TASK GOAL -> Please format the lines in the items below as a numbered list, from the line containing "contains bird feet." through the line containing "136, 61, 140, 64", inclusive. Leave out blank lines and all lines outside that range.

---------- DATA LINES ----------

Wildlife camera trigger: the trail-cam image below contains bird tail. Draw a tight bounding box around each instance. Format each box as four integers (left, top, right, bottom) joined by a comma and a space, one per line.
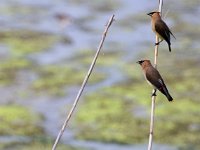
166, 93, 173, 102
168, 43, 171, 52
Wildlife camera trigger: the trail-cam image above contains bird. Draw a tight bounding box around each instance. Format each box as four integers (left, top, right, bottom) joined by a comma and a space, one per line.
147, 11, 176, 52
137, 60, 173, 101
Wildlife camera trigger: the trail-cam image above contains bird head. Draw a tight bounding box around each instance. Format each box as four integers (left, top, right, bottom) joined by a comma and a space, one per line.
136, 60, 144, 65
147, 11, 160, 17
137, 59, 151, 68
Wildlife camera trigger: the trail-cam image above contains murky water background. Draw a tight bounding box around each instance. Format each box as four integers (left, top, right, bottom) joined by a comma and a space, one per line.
0, 0, 200, 150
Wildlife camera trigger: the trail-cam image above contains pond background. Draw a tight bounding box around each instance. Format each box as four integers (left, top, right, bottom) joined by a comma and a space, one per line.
0, 0, 200, 150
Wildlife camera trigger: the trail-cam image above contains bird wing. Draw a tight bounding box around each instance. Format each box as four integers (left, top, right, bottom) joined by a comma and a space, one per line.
155, 20, 171, 43
146, 67, 168, 94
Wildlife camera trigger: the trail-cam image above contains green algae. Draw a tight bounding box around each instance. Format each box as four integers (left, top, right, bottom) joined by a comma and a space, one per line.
0, 105, 43, 136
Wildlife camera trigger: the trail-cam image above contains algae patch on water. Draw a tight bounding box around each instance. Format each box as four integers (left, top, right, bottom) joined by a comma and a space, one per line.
0, 105, 43, 136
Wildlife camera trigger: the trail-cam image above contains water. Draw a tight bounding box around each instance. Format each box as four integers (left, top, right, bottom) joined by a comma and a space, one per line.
0, 0, 196, 150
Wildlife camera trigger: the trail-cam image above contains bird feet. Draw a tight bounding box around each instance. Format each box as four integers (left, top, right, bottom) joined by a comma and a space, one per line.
151, 89, 157, 96
155, 40, 163, 46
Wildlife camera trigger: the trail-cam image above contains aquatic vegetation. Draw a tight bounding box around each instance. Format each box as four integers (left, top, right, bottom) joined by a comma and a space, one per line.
0, 58, 31, 84
0, 30, 58, 56
32, 65, 105, 95
0, 105, 43, 136
74, 49, 200, 145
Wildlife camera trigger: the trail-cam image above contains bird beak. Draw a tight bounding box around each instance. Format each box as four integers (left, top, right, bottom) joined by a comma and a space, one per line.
147, 12, 152, 16
136, 61, 140, 64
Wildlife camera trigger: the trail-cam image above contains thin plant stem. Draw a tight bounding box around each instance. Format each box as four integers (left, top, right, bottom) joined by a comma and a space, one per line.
52, 15, 115, 150
148, 0, 163, 150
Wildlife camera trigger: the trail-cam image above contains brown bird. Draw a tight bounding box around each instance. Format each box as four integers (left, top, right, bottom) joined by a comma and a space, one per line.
147, 11, 176, 52
137, 60, 173, 101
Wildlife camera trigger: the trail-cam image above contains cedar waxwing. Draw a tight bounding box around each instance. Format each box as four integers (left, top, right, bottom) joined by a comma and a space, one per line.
137, 60, 173, 101
147, 11, 176, 52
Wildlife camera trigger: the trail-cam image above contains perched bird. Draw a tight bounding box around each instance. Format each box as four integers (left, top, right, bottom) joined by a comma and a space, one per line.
137, 60, 173, 101
147, 11, 176, 52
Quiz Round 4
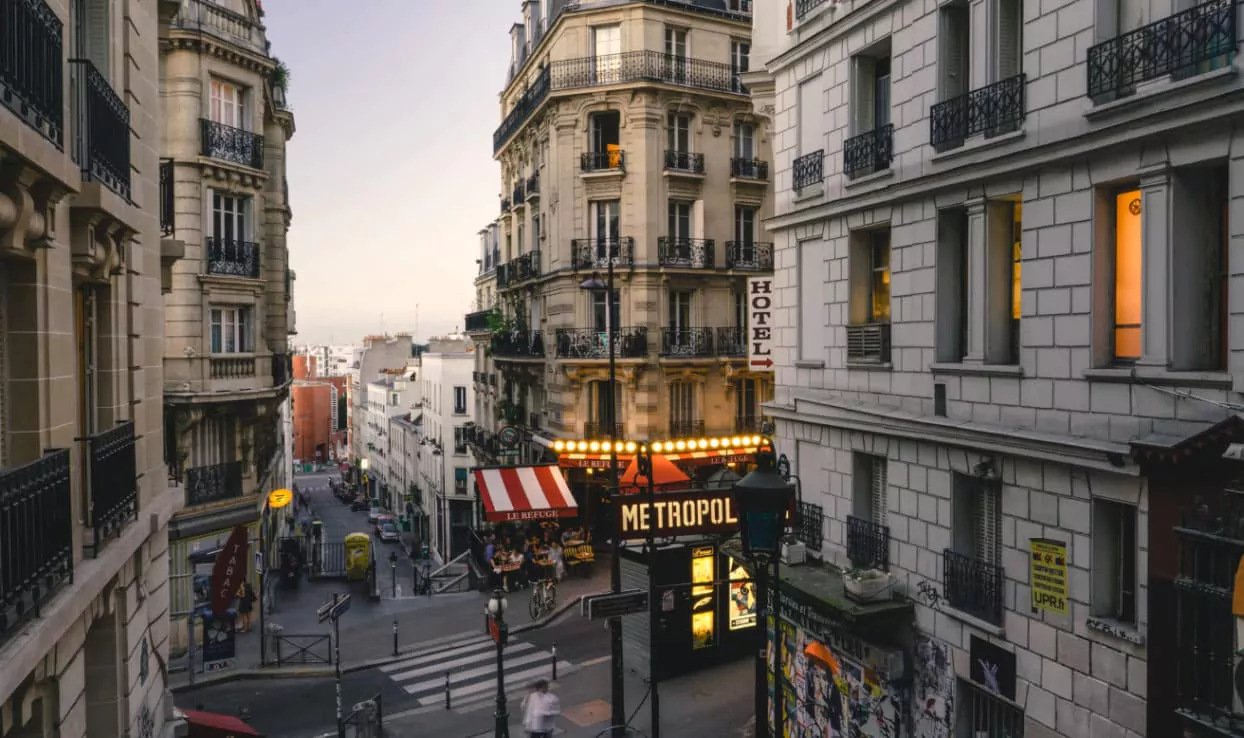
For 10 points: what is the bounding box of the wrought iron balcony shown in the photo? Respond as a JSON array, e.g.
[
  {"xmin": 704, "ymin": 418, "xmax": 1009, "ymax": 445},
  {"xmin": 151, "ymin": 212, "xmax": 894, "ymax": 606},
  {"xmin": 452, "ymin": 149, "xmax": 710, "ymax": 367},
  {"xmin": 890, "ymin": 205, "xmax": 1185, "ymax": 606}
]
[
  {"xmin": 86, "ymin": 421, "xmax": 138, "ymax": 555},
  {"xmin": 0, "ymin": 0, "xmax": 65, "ymax": 146},
  {"xmin": 199, "ymin": 118, "xmax": 264, "ymax": 169},
  {"xmin": 666, "ymin": 151, "xmax": 704, "ymax": 174},
  {"xmin": 570, "ymin": 236, "xmax": 634, "ymax": 270},
  {"xmin": 0, "ymin": 443, "xmax": 73, "ymax": 641},
  {"xmin": 207, "ymin": 236, "xmax": 259, "ymax": 279},
  {"xmin": 555, "ymin": 327, "xmax": 648, "ymax": 358},
  {"xmin": 842, "ymin": 123, "xmax": 894, "ymax": 179},
  {"xmin": 942, "ymin": 549, "xmax": 1004, "ymax": 625},
  {"xmin": 730, "ymin": 157, "xmax": 769, "ymax": 182},
  {"xmin": 491, "ymin": 331, "xmax": 545, "ymax": 358},
  {"xmin": 659, "ymin": 329, "xmax": 714, "ymax": 358},
  {"xmin": 725, "ymin": 241, "xmax": 774, "ymax": 271},
  {"xmin": 70, "ymin": 58, "xmax": 129, "ymax": 200},
  {"xmin": 185, "ymin": 462, "xmax": 243, "ymax": 505},
  {"xmin": 847, "ymin": 322, "xmax": 889, "ymax": 363},
  {"xmin": 578, "ymin": 149, "xmax": 626, "ymax": 173},
  {"xmin": 929, "ymin": 75, "xmax": 1028, "ymax": 151},
  {"xmin": 1089, "ymin": 0, "xmax": 1239, "ymax": 102},
  {"xmin": 791, "ymin": 149, "xmax": 825, "ymax": 192},
  {"xmin": 847, "ymin": 515, "xmax": 889, "ymax": 571},
  {"xmin": 657, "ymin": 236, "xmax": 715, "ymax": 269}
]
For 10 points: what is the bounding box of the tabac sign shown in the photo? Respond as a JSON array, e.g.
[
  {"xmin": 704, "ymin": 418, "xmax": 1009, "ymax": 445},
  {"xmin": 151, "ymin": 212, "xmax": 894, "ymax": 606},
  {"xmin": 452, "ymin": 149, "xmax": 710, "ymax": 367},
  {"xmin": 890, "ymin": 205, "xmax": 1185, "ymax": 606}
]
[{"xmin": 615, "ymin": 489, "xmax": 739, "ymax": 540}]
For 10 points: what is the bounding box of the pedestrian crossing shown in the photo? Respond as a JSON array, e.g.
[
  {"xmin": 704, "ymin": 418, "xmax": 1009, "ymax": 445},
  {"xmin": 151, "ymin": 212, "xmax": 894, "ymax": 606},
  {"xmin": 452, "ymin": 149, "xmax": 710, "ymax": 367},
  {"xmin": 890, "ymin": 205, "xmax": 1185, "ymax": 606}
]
[{"xmin": 379, "ymin": 633, "xmax": 573, "ymax": 709}]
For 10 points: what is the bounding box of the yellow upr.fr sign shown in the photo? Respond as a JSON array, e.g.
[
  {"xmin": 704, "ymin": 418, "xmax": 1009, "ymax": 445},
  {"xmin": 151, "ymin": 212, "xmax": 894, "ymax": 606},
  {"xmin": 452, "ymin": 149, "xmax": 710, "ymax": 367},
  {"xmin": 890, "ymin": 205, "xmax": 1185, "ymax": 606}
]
[{"xmin": 1029, "ymin": 538, "xmax": 1067, "ymax": 615}]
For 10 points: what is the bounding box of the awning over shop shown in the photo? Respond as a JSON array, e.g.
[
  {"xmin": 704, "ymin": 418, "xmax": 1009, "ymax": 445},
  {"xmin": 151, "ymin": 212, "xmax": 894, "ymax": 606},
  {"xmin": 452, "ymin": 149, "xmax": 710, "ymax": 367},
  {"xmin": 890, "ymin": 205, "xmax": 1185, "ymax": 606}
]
[{"xmin": 475, "ymin": 464, "xmax": 578, "ymax": 523}]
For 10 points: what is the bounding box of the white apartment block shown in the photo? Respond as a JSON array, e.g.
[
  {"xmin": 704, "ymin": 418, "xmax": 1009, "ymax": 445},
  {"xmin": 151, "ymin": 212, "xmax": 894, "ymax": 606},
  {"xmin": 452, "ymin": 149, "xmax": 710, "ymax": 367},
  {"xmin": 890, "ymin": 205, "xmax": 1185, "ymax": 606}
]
[{"xmin": 745, "ymin": 0, "xmax": 1244, "ymax": 738}]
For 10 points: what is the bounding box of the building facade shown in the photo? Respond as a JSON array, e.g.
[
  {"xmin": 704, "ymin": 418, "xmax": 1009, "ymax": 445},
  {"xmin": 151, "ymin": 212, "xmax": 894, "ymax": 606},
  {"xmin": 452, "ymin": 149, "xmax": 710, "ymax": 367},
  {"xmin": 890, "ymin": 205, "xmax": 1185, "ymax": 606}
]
[
  {"xmin": 159, "ymin": 0, "xmax": 294, "ymax": 646},
  {"xmin": 473, "ymin": 0, "xmax": 773, "ymax": 517},
  {"xmin": 753, "ymin": 0, "xmax": 1244, "ymax": 738},
  {"xmin": 0, "ymin": 0, "xmax": 183, "ymax": 738}
]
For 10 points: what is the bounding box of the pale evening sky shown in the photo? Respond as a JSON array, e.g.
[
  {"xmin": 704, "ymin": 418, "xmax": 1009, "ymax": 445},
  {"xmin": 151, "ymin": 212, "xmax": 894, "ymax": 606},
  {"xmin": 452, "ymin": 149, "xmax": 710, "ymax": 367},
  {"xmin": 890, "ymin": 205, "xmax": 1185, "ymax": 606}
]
[{"xmin": 264, "ymin": 0, "xmax": 521, "ymax": 343}]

----------

RESPONSE TO THE TASK ->
1. Wildlife camera trigger: the trail-cam image above contains bird feet. Draw a tight bounding box around each instance. Format each box as four integers (left, top, right, bottom) joined by a comma and a space, one per line.
2. 151, 89, 157, 96
3. 155, 40, 163, 46
4. Wildlife camera trigger: the trail-cam image above contains aquatic vegetation. Draw a tight bounding box around each instance. Format each box as four integers (left, top, right, bottom) joined by a comma and a space, one per line.
5. 0, 58, 31, 84
6. 0, 30, 58, 56
7. 32, 65, 105, 95
8. 0, 105, 43, 136
9. 74, 49, 200, 145
10. Wildlife camera trigger: the trail-cam image above contains bird beak. Draw a tight bounding box around each instance. Format each box as four integers (left, top, right, bottom) joined by a comma and a space, one per line.
11. 147, 12, 152, 16
12. 136, 61, 140, 64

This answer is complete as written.